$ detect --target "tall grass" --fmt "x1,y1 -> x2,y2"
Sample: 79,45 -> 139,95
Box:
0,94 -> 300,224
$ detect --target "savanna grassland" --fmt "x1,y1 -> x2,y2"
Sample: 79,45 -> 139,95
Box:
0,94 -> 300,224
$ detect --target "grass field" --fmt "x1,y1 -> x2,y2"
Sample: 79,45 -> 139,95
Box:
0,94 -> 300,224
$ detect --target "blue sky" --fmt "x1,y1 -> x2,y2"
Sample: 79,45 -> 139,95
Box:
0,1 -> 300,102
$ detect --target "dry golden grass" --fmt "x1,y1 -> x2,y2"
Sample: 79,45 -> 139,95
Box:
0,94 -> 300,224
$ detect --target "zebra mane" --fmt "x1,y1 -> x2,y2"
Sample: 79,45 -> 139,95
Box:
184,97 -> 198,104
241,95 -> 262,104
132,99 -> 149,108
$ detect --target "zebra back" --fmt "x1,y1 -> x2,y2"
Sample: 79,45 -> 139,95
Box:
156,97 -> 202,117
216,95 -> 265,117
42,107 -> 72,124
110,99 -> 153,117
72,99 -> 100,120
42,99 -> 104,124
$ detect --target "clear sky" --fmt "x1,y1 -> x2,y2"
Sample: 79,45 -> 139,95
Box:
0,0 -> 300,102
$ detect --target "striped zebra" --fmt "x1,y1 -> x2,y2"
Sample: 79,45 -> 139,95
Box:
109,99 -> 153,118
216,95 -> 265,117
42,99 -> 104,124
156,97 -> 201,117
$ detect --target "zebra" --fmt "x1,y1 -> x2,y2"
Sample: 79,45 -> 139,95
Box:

══════════

→ **Requirement**: Rename "Sample" to "Example" throughout the material above and write it all out again, keeping every other character the same.

→ **Written solution**:
$ detect --target "tall grass" --fmt "x1,y1 -> x2,y2"
Example: 79,45 -> 139,95
Box:
0,94 -> 300,224
$ detect --target "savanna grassland" --fmt "x1,y1 -> x2,y2"
Example: 79,45 -> 139,95
Box:
0,94 -> 300,224
$ detect --target "grass field" --fmt "x1,y1 -> x2,y2"
Example: 79,45 -> 139,95
Box:
0,94 -> 300,224
$ detect --target "blue sky" --fmt "x1,y1 -> x2,y2"
Example: 79,45 -> 139,95
Box:
0,1 -> 300,102
$ detect --target "dry golden grass" --fmt "x1,y1 -> x2,y2"
Example: 79,45 -> 139,95
Box:
0,94 -> 300,224
$ detect --target "zebra mane" --fmt "x1,y1 -> x2,y2"
Example: 79,45 -> 139,95
Box:
184,97 -> 198,104
241,95 -> 262,104
132,99 -> 149,108
$ detect --target "zebra back" --fmt "x1,y1 -> x2,y2"
Example: 79,45 -> 139,95
Box:
156,97 -> 202,117
216,95 -> 265,117
42,107 -> 72,124
110,99 -> 153,117
72,99 -> 100,120
42,99 -> 104,124
$ detect --target "clear sky" --fmt "x1,y1 -> x2,y2"
Example: 79,45 -> 139,95
Box:
0,0 -> 300,102
$ detect --target "striped zebra" --fmt "x1,y1 -> x2,y2"
Example: 79,45 -> 139,95
Box:
109,99 -> 153,118
216,95 -> 265,117
42,99 -> 104,124
156,97 -> 201,117
$ detect --target "zebra" --fmt "x1,y1 -> x2,y2"
Example: 79,45 -> 139,95
Box:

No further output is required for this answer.